Angus MacLise – New ...

info Album Info

artist + title
Angus MacLise – New York Electronic
Year
1965

Angus MacLise, age 27, New York, November 1965, leaves the Velvet Underground for far-away lands.

Drone-based experiments (notably with Tony Conrad, extremely present on the album, and John Cale), and purely electronic compositions – a path (almost) nobody knew MacLise had explored. Miraculously salvaged by Gerald Malanga, these archives provided a new perspective on the artist’s whole body of work and expanded considerably his artistic palette. And so we are now able to draw a whole record’s worth from MacLise’s early electronic music.

Angus MacLise, born, March 4,1938 in Bridgeport, Connecticut, was a percussionist composer, poet, and calligrapher. He was a member of La Monte Young’s Theater of Eternal Music, with John Cale, Tony Conrad, Marian Zazeela and sometimes Terry Riley. He contributed to the early Fluxus newspaper V Tre, edited by George Brecht and George Maciunas, and was also an early member of The Velvet Underground, having been brought into the group by flatmate John Cale when they were living at 56 Ludlow Street in Manhattan. MacLise played bongos and hand drums during 1965 with the first incarnation of the Velvet Underground.
Although the band regularly extemporised soundtracks to underground films during this era (The Invasion of Thunderbolt Pagoda by Ira Cohen, Chumlum by Ron Rice…), MacLise never officially recorded with them. Later in the 1960s, Angus and his wife Hetty traveled around between Vancouver, Paris, Greece and India, finally settling in Nepal. They also had a son, Ossian Kennard MacLise, who was recognized by Rangjung Rigpe Dorje, the 16th Karmapa, as a reincarnation of a Tibetan saint, or tulku, and at age four became a Buddhist monk.

***

From the album write-up, pull out the passage that begins at the words "info Album Info" and stops after "early electronic music.".

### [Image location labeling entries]
***

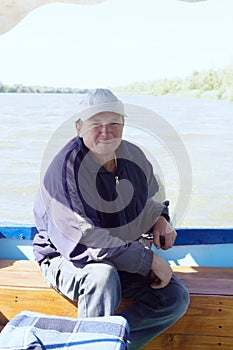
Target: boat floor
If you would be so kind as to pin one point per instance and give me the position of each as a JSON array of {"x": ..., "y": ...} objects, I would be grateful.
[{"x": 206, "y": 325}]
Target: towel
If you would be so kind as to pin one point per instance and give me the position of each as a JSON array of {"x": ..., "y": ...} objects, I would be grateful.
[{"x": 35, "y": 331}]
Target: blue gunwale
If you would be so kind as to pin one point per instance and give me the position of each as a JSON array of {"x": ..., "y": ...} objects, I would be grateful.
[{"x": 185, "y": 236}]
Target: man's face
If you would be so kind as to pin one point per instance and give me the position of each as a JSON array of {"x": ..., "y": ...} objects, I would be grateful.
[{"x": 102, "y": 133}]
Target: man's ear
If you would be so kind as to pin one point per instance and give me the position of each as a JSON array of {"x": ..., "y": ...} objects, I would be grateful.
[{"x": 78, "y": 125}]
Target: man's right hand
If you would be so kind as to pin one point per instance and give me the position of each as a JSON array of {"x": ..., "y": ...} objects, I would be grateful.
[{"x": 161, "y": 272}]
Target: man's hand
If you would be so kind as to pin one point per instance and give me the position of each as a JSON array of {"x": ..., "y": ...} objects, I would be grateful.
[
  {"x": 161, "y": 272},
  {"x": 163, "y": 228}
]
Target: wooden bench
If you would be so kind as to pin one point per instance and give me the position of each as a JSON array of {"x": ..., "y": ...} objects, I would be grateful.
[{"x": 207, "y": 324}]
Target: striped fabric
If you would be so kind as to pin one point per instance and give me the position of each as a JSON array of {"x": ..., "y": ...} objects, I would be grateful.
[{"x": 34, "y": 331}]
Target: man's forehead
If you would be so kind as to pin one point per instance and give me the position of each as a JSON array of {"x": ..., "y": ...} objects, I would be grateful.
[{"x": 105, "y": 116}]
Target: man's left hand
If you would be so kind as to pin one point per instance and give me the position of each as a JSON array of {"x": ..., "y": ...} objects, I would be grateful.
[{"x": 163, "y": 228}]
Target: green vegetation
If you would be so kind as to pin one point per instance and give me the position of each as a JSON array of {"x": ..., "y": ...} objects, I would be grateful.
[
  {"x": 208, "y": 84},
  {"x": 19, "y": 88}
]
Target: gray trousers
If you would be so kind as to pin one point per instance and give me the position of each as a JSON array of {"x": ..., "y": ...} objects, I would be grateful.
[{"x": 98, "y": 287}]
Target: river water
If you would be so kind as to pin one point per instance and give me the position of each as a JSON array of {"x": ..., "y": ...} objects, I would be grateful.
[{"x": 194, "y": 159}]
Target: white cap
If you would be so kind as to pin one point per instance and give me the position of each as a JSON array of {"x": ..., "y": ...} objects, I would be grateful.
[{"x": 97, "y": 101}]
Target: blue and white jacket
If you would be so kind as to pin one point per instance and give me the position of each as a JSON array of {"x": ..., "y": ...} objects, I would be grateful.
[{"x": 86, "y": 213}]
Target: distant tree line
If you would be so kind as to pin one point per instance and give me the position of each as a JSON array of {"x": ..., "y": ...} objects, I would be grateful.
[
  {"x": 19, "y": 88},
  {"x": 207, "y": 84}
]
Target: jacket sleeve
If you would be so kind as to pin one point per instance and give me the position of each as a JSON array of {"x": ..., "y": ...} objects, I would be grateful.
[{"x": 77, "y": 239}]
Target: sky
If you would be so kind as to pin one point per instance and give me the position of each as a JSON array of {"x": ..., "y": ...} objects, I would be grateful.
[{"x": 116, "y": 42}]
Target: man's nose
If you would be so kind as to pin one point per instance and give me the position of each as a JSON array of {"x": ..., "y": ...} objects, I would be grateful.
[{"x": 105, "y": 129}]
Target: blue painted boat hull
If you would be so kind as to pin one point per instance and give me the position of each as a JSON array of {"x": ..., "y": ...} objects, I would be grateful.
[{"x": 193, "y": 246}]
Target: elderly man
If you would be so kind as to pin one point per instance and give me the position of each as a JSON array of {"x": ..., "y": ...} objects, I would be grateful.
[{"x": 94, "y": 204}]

***

### [Finished answer]
info Album Info

artist + title
Angus MacLise – New York Electronic
Year
1965

Angus MacLise, age 27, New York, November 1965, leaves the Velvet Underground for far-away lands.

Drone-based experiments (notably with Tony Conrad, extremely present on the album, and John Cale), and purely electronic compositions – a path (almost) nobody knew MacLise had explored. Miraculously salvaged by Gerald Malanga, these archives provided a new perspective on the artist’s whole body of work and expanded considerably his artistic palette. And so we are now able to draw a whole record’s worth from MacLise’s early electronic music.